TEXT PASSAGE:
Skip to content

2 min read

memory-arena: 20 agent-memory strategies, one eval

  • ai
  • memory
  • benchmark
  • case-study

Agent memory is sold as a solved problem. Half a dozen funded SDKs will tell you to plug them in and forget about it. Run all of them on the same eval, against the same corpus, judged by the same model, and a 30-line ChromaDB script outranks every one. Memory is an open problem, not a shipped feature.

memory-arena is the harness that runs the comparison so you do not have to take a vendor’s word for it.

What is in the arena

Twenty strategies, three groups:

  • Six vendor SDKs at their documented defaults: Mem0, Graphiti, Graphiti-on-FalkorDB, Cognee, LangMem, Memori.
  • Twelve pure-Python baselines and retrievers: vector, BM25, RRF, HyDE, RAPTOR, Reflection, Persona Profile, an LLM wiki, A-MEM, HippoRAG 2, full-context, and a recency window.
  • Two quantum rerankers over the same vector store: QISS, a NumPy fidelity reranker, and SQR, a Qiskit SWAP-test reranker.

How it is judged

Every strategy runs the same setup -> ingest -> recall -> teardown lifecycle over the same chat-session corpus (a LongMemEval-S smoke set), judged by the same model (Claude Opus 4.7), at the same top_k. The vendor SDKs and the baselines share one model, so a baseline winning is not a model handicap. Each result JSON is stamped with the commit SHA, package versions, model IDs, and seed, so anyone can re-run it and bisect a regression.

GOAL OF THE EXERCISE: Please continue the memory-arena piece above, picking up right after its final sentence and keeping the same tone and format.

RECORDED DATA:
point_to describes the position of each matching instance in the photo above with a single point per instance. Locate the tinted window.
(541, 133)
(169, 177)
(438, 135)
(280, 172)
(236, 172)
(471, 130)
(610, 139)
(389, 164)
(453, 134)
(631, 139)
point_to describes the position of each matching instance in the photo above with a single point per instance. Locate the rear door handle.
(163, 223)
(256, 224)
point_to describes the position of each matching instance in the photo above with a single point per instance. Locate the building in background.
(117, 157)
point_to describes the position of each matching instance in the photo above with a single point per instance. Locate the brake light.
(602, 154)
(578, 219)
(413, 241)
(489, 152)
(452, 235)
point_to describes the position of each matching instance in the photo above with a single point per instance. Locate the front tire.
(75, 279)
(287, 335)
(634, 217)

==

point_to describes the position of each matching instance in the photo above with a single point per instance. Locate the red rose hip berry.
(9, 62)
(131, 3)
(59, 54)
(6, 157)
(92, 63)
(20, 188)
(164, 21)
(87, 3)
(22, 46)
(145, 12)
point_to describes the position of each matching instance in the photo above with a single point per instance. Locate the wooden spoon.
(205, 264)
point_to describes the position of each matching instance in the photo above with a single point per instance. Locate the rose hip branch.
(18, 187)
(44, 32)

* * *

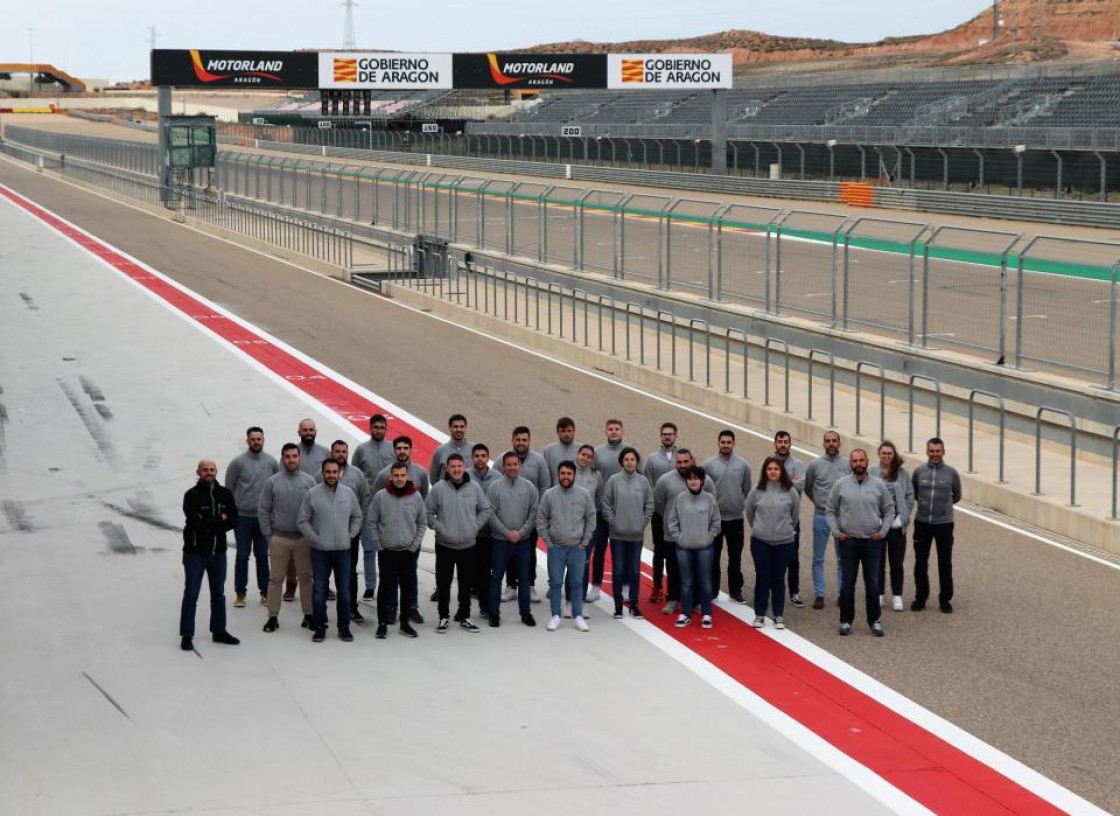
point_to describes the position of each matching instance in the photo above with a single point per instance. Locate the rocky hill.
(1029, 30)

OUTPUT OF THE TASK:
The finding

The funded vendor SDKs all land below naive_vector, a 30-line ChromaDB script. mem0 and langmem run on the same model as the baselines, so it is not that they were handed a weaker model. And the absolute numbers are humbling: even the leader gets only about half the questions right. Whatever “agent memory” is, none of the shipped products is close to solving it.

What it does not claim

It is not vendor-tuned, and that cuts both ways: a tuned config might move a vendor up, so PR one and the harness will re-run it. It is not a single-judge truth either. Opus and GPT-4o cross-judge with a Spearman of +0.967; GPT-4o grades about 15 points more leniently in absolute terms but agrees on the ranking. The smoke subset is 16 questions; the full LongMemEval-S run of 500 is the next milestone. Read the numbers as a ranking you can reproduce, not a leaderboard to quote.

Repo: github.com/xmpuspus/memory-arena.